▶ JOB: Reproduce each of the records below word for word, from the first line through the last, without changing anything.

▶ SUPPLIED ENTRIES:
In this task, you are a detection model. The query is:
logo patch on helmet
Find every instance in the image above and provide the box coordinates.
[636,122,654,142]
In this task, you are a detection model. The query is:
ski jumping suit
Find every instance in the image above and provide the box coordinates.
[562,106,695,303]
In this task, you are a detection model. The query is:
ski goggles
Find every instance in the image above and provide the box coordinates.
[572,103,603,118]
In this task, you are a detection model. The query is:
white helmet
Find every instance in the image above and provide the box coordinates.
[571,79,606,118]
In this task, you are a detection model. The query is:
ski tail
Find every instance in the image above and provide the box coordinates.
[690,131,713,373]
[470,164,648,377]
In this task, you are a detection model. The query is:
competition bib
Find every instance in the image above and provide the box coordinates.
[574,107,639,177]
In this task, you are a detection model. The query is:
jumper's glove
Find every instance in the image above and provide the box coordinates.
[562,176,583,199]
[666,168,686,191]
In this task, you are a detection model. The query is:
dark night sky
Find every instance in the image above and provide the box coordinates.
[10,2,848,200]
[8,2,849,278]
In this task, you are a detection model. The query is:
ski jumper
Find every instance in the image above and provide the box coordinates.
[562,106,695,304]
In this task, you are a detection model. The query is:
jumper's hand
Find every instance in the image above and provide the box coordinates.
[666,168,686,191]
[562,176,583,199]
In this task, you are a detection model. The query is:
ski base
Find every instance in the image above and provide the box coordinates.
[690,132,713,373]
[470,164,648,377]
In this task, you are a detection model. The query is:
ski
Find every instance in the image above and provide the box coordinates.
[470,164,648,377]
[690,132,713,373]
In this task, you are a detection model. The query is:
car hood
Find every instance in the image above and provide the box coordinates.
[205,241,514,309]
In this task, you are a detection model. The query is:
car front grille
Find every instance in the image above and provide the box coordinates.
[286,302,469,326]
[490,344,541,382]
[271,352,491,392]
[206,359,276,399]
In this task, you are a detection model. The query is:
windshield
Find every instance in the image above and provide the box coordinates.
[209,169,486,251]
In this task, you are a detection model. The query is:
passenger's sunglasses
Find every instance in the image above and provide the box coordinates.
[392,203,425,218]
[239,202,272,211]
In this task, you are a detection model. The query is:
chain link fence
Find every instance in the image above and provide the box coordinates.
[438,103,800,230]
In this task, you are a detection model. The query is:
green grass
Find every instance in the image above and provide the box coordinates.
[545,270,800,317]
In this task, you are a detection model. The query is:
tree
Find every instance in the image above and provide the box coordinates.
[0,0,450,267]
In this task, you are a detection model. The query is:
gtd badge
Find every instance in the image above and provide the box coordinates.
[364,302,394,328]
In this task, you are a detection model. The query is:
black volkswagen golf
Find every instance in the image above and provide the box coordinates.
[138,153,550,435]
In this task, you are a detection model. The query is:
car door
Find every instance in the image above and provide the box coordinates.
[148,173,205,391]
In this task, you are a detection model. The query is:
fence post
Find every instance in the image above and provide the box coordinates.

▶ RESULT FOR THIS EXERCISE:
In this task, you are a detection model. The query is:
logo patch on helmet
Find every instance in the image above and provide the box coordinates.
[636,122,654,142]
In this task, you are a detection model. The query is:
ski jumping suit
Find every instance in the image above and provide the box coordinates.
[562,106,695,303]
In this task, you are a detection model. The query is:
ski goggles
Find every instance in the image above and provide the box coordinates.
[572,103,603,118]
In this task, you are a detection model. The query is:
white helmet
Find every instance in the image above and provide the box coordinates.
[571,79,606,118]
In this task, you are a detection model. The query is:
ski tail
Find every instance in the image above and provide the box coordinates.
[690,131,713,373]
[470,164,648,377]
In this task, you are a detection model. The query is:
competition bib
Find every instance in the image above and provide the box coordinates.
[574,107,639,177]
In this task, you are a detection model. The query is:
jumper's glove
Find every instance in the image above and provide the box coordinates.
[562,176,583,199]
[666,168,686,191]
In this task, you are a detection model. The query is:
dark night sky
Find every instance in the image above and provide the box coordinates.
[10,2,848,200]
[8,2,849,278]
In this task, you are a detection model. The query is:
ski jumper
Find every instance in the image above and provide the box coordinates.
[562,106,695,304]
In this task, you are a detection model. The query is:
jumper's hand
Find every instance in the image above and provide the box coordinates.
[666,168,686,191]
[562,176,583,199]
In this task, you are a detection model. The query is:
ski base
Find every instance in the image above and provide the box coordinates.
[690,132,713,373]
[470,164,648,377]
In this task, you are a detection model. The query is:
ski
Find every instance in the image above and provide the box coordinates.
[470,164,648,377]
[690,132,713,373]
In this task, you are a detection model. The query is:
car hood
Find every instance in the image above and provide the box coordinates.
[205,241,514,309]
In this task, you are a detection model. The query is:
car front grille
Find every instance in the image above and provide the box coordinates.
[286,302,469,326]
[490,344,541,382]
[271,352,491,392]
[206,359,276,399]
In this task, you are a detection model. The query is:
windshield
Find every instance in the image above and provide the box coordinates.
[209,169,486,251]
In this task, you are a detection model. The query is:
passenger's sunglasses
Find every instance in the image above and provide the box coordinates.
[392,203,425,218]
[239,202,272,211]
In this task, you are a detection model. The query is:
chain link fence
Find every instance in the image above and provide the box coordinates.
[438,103,800,230]
In this task, you are a detection model. The query is:
green grass
Find every instance in the image above and provide the box coordinates.
[545,270,800,317]
In this task, you are a detection model. The query is:
tree
Find every instance in the image above and provide the box coordinates.
[0,0,450,267]
In this task, you are a detection model. The query is:
gtd badge
Find every instance in the image above and provide the box coordinates.
[364,302,394,328]
In this task, you are a detection model. The query is:
black volkswagen golf
Find every instance in the image above and provide the box coordinates.
[138,153,550,435]
In this task, you are a detection model. The query is:
car door
Find every instance in the image above and provide the box coordinates.
[148,173,205,391]
In this task, you are a detection model. The query is:
fence post
Find every instance in the image above and provide the box coordinates.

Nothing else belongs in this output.